> [PROBLEM TO WORK ON]: Copy exactly the lines of the data below that run from the line holding "Phrase: black hijab" through the line holding "Phrase: white headscarf", both ends included.

> [RECORDS PROVIDED]:
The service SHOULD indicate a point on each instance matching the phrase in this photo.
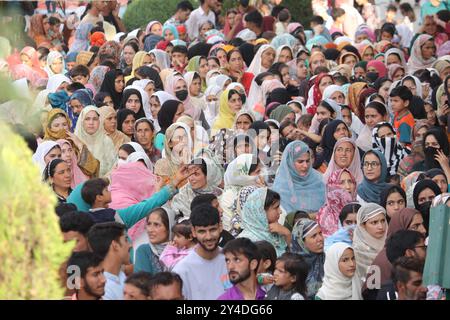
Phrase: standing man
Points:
(242, 258)
(203, 271)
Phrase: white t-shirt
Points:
(203, 279)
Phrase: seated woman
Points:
(308, 241)
(58, 174)
(301, 187)
(260, 216)
(243, 171)
(375, 172)
(205, 177)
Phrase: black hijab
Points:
(126, 95)
(166, 114)
(109, 87)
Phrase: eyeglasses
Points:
(372, 164)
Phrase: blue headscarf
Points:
(305, 193)
(370, 191)
(255, 224)
(172, 28)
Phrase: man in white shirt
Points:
(199, 16)
(203, 271)
(108, 240)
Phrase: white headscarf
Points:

> [SOLUTION TO THE PROBLEM]:
Phrase: black hijab
Points:
(126, 95)
(166, 114)
(109, 87)
Phrase: eyeglasses
Points:
(372, 164)
Phrase: blue headscarf
Points:
(305, 193)
(370, 191)
(255, 224)
(172, 28)
Phrase: man in white shirt
Points:
(199, 16)
(203, 271)
(108, 240)
Phrase: white headscarf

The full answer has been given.